In the news article below, write out everything from "- Gumbo took" down to "five behind bars." word for word.

[Reading text Boundary: Start]

A fatal forehead shot in broad daylight only landed a five-year effective sentence for a mine supervisor who was already wanted by immigration authorities.
Yang Zhian gets five years for killing Pardon Gumbo
Yang Zhian gets five years for killing Pardon Gumbo
- Yang Zhian, a 37-year-old Chinese mining supervisor at Long Fortune Mine in Collen Bawn, was convicted of culpable homicide for fatally shooting 31-year-old Pardon Gumbo.
- Gumbo took a bullet to the forehead and died at Gwanda Provincial Hospital.
- Justice Chivhayo handed down eight years but suspended three, leaving Zhian with five behind bars.
- Prosecutors had pushed for 15 years, arguing that firearms cases involving foreign nationals demand a strong message.
- Zhian was in Zimbabwe illegally, with an immigration detention warrant already outstanding against him.
- His unlawful status only surfaced during mitigation after the killing.
- Security guard Gift Tashinga Mandeya initially confronted the miners, then called Zhian in.
- Witnesses recalled seven to eight shots fired, though Zhian claimed just three warning rounds.
- Defence lawyer Admire Rubaya said Zhian paid US$4,000 toward funeral costs and offered another US$5,000.
- Gumbo's father rejected any payment, saying his child's life carries no price tag.
- His request for blood-stained soil from the mine was allegedly rebuffed by the company.
- A grieving widow and two-year-old son survive Gumbo.
- Cai Yulong, a Chinese mine operator in Zhombe, fatally shot worker Goni Goni and got 30 years with no appeal relief.
- Justices Musakwa, Mavangira, and Bhunu upheld that conviction on 3 February 2026.
- Goni's thigh-entry wound proved he was fleeing, which demolished any self-defence argument.
- Five years versus 30 for strikingly similar acts is a gap that basically speaks for itself.

[Reading text Boundary: End]
[Excerpted data Boundary: Start]

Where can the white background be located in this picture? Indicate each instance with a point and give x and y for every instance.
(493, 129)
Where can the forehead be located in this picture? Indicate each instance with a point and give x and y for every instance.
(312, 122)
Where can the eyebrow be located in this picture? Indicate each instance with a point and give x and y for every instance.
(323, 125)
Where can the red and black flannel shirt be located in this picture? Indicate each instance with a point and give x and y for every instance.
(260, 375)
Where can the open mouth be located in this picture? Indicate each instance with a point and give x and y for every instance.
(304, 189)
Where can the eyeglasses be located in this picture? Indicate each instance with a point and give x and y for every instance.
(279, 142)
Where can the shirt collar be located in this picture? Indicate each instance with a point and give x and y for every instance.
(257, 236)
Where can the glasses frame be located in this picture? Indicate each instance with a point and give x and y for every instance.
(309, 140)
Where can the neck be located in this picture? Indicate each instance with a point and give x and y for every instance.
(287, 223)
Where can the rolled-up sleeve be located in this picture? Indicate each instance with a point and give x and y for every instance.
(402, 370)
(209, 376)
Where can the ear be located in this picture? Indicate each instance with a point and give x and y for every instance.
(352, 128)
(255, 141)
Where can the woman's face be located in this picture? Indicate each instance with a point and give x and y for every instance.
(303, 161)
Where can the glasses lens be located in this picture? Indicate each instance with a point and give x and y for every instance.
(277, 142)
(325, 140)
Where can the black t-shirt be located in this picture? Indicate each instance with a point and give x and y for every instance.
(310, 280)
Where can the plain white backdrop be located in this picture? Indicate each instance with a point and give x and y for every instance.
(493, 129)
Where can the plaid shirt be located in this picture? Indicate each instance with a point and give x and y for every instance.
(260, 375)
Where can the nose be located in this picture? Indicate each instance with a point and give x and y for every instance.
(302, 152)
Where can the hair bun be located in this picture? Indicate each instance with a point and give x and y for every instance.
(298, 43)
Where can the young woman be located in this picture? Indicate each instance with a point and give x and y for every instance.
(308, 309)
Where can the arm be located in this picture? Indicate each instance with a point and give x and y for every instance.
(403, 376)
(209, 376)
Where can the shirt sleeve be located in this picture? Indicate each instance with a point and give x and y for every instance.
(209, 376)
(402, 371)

[Excerpted data Boundary: End]
[Excerpted data Boundary: Start]

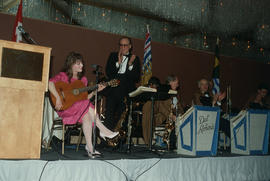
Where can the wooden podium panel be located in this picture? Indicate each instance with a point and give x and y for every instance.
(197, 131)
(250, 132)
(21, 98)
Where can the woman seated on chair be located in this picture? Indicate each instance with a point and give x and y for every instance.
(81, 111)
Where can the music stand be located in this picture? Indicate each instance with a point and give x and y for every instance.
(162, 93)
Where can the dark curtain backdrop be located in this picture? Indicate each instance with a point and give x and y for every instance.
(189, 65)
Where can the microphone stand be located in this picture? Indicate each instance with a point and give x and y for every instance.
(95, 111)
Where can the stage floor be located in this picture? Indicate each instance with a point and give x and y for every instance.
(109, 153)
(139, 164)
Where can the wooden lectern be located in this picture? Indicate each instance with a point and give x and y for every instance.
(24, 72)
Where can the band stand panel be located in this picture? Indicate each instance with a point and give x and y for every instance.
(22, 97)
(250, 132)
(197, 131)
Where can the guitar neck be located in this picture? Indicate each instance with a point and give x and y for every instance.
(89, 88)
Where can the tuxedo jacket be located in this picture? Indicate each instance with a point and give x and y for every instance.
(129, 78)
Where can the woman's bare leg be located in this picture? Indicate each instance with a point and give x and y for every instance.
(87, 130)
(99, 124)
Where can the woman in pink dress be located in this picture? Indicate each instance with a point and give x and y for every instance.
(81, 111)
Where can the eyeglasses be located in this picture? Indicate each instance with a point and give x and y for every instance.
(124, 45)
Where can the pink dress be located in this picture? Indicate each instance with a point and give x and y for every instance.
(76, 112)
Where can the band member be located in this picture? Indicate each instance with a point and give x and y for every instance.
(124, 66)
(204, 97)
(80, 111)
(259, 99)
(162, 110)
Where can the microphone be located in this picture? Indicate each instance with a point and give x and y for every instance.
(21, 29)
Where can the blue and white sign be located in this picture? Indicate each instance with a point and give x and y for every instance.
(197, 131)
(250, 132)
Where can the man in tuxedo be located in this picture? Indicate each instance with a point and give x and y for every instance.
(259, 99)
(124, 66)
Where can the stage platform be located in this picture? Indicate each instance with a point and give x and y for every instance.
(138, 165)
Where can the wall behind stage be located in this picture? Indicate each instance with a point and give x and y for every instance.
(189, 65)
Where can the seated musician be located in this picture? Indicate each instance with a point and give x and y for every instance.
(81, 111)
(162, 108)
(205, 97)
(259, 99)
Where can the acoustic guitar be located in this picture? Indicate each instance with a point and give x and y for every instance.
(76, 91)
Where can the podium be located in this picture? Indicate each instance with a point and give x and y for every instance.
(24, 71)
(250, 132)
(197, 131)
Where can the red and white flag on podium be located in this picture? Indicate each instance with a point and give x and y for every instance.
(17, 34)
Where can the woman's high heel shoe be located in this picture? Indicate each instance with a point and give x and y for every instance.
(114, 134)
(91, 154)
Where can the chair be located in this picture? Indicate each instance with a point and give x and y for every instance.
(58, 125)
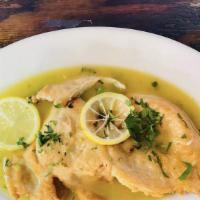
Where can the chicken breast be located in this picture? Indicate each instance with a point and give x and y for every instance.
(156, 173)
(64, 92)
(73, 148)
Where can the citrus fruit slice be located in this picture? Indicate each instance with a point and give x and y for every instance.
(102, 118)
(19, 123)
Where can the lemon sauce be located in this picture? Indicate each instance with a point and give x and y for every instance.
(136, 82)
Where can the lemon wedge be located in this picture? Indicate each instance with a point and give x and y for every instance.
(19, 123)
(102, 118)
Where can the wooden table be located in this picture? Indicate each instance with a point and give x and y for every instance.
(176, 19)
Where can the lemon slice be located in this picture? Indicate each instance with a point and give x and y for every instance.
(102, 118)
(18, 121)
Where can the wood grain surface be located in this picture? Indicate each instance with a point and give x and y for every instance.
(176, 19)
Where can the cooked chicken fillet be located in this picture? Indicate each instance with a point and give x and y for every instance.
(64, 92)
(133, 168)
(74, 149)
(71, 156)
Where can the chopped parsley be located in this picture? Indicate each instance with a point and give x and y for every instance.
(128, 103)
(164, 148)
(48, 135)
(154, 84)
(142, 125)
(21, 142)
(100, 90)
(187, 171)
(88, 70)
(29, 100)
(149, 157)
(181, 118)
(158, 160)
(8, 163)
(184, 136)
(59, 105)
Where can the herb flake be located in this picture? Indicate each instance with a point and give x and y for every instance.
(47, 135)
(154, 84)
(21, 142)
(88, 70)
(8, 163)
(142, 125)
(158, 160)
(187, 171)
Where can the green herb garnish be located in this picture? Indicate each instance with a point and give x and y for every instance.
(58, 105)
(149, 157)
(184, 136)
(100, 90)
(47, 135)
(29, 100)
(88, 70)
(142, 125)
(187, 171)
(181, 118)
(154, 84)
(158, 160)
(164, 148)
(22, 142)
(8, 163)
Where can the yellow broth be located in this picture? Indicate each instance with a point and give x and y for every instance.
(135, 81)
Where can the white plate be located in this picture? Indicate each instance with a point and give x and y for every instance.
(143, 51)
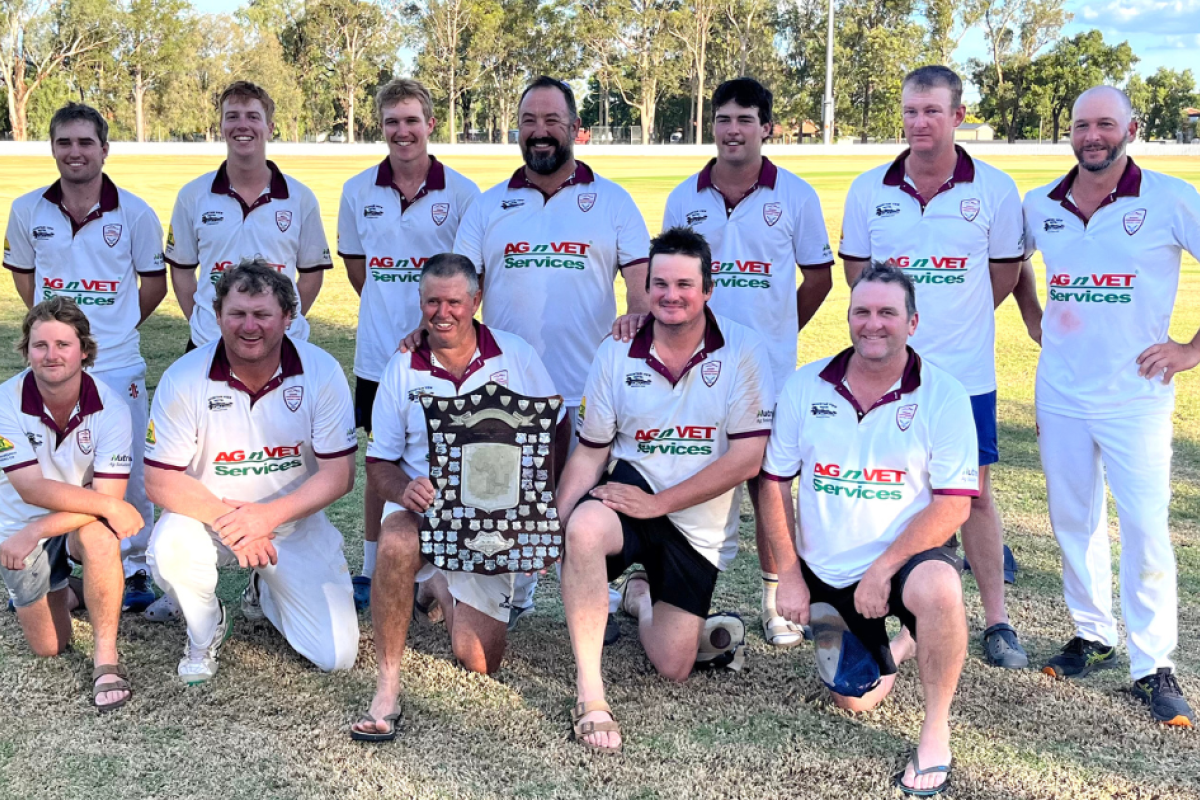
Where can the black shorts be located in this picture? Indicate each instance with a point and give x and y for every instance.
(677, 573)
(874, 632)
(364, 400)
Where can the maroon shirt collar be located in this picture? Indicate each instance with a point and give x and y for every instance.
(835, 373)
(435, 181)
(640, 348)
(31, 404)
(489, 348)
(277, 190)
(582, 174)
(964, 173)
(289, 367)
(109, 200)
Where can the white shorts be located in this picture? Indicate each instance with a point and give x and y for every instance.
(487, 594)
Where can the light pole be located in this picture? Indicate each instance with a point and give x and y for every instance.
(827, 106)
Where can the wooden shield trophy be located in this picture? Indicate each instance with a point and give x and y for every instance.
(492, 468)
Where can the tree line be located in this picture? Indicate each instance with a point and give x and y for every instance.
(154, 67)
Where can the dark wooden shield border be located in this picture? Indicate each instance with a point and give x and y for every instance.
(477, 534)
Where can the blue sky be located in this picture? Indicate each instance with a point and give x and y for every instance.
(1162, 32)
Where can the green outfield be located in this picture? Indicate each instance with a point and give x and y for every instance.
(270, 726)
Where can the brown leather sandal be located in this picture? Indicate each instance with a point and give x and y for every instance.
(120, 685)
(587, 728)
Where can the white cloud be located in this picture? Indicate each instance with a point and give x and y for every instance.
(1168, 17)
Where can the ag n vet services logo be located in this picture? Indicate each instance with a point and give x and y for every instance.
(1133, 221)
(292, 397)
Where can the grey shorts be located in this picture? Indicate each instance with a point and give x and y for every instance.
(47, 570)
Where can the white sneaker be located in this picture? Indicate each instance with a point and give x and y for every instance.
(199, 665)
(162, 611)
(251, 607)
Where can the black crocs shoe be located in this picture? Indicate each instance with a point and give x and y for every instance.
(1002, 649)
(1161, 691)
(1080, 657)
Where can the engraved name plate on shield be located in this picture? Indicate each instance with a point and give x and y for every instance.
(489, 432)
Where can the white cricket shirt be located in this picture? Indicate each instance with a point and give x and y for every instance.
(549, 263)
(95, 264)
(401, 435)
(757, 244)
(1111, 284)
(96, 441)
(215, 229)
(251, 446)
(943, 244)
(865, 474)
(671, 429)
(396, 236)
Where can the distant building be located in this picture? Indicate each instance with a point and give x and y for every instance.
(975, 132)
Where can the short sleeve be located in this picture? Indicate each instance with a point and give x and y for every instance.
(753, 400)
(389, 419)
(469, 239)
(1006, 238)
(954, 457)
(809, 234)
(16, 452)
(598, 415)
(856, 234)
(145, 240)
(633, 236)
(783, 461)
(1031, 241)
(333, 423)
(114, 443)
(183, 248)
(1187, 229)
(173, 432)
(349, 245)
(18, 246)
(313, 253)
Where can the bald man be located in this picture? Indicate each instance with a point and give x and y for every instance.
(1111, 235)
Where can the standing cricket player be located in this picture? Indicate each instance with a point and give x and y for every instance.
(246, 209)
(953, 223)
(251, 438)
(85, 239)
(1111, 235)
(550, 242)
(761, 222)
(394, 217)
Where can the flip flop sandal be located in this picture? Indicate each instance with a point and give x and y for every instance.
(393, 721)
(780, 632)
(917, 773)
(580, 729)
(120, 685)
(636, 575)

[Excerpted data Boundary: End]
[Excerpted data Boundary: Start]

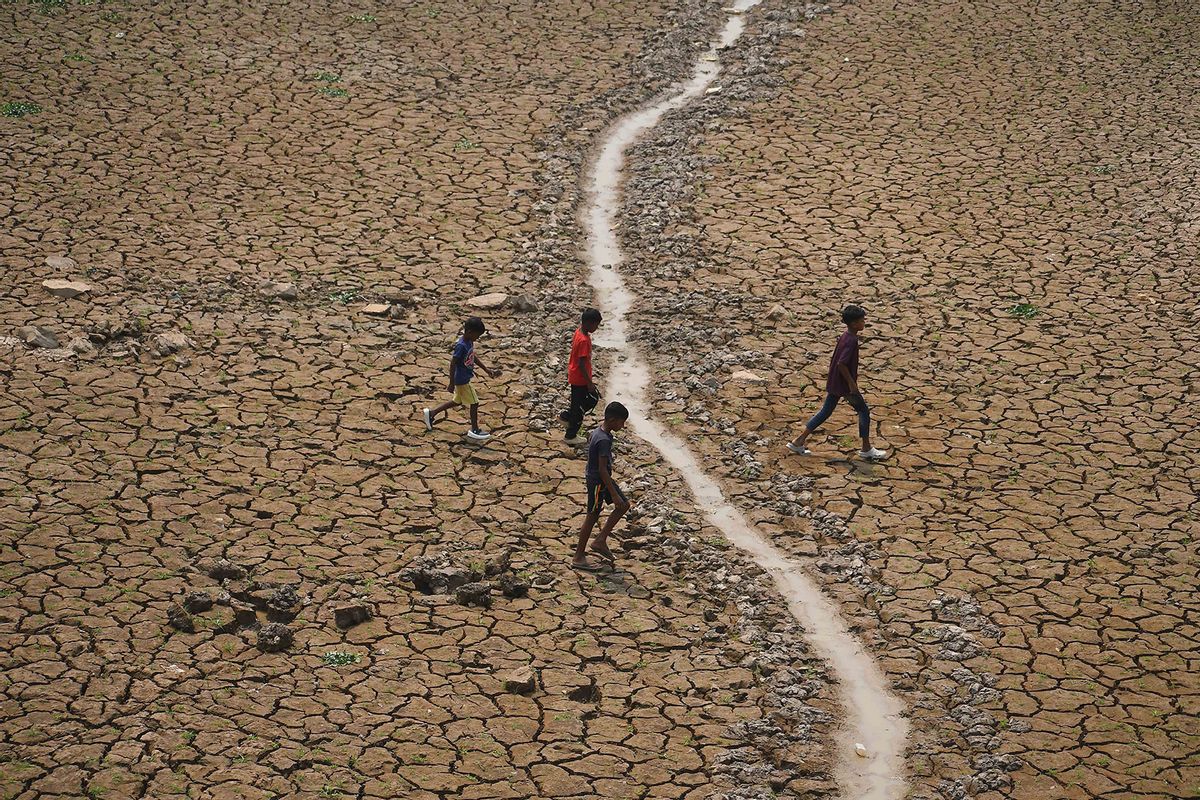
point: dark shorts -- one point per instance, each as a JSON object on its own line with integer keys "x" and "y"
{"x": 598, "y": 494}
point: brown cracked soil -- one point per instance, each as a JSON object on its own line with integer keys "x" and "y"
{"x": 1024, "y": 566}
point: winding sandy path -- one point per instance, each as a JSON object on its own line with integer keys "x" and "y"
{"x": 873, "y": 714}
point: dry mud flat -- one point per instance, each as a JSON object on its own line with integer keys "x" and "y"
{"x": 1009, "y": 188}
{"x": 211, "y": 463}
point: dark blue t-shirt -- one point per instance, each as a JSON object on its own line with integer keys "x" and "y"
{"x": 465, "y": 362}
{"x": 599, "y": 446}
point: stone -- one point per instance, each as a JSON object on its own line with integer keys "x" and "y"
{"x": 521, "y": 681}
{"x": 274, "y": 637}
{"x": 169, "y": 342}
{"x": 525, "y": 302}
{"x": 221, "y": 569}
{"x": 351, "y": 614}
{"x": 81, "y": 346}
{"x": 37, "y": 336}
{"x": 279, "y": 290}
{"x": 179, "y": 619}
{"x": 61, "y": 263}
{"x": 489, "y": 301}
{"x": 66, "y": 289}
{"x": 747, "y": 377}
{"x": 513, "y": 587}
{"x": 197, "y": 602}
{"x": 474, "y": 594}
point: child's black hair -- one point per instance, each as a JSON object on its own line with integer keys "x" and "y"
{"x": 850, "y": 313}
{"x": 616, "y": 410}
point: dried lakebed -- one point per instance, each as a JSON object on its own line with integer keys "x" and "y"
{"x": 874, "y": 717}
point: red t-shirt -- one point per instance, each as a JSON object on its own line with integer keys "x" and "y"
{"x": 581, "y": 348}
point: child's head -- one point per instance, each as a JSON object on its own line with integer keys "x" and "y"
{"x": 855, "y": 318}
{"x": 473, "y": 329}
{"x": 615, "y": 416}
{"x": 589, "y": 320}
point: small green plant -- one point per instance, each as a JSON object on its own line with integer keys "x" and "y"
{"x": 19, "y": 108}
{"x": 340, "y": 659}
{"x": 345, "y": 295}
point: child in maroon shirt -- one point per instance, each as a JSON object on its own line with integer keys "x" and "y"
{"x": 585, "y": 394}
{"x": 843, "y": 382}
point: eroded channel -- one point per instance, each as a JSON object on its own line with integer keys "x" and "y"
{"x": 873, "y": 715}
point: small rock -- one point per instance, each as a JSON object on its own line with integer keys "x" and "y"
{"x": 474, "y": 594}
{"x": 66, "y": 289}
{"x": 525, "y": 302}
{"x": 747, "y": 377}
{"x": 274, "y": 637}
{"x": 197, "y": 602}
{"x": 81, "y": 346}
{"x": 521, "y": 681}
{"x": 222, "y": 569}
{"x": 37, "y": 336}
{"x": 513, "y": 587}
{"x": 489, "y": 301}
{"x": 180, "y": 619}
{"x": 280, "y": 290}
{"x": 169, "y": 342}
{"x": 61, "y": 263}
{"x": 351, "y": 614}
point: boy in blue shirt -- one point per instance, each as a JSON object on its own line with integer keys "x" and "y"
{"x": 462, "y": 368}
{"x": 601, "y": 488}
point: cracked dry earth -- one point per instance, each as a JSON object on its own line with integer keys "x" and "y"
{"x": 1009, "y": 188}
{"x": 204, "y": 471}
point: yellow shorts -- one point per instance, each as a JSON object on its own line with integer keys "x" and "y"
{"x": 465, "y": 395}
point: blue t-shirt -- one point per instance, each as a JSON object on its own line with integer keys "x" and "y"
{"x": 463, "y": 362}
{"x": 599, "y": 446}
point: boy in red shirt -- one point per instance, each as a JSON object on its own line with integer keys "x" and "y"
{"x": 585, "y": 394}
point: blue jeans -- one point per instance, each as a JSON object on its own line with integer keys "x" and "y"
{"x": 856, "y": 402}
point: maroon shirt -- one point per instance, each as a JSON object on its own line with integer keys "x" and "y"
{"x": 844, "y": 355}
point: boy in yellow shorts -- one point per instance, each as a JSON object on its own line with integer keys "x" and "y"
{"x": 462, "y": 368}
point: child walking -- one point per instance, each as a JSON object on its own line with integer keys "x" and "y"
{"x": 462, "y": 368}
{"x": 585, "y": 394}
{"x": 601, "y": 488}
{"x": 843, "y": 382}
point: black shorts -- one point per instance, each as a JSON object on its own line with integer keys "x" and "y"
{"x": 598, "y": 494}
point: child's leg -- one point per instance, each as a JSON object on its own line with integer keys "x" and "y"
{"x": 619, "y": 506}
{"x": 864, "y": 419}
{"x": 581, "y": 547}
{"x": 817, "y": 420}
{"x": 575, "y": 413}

[Excerpted data Boundary: End]

● **Result for this exercise**
- Gumbo took a bullet to the forehead and died at Gwanda Provincial Hospital.
- Justice Chivhayo handed down eight years but suspended three, leaving Zhian with five behind bars.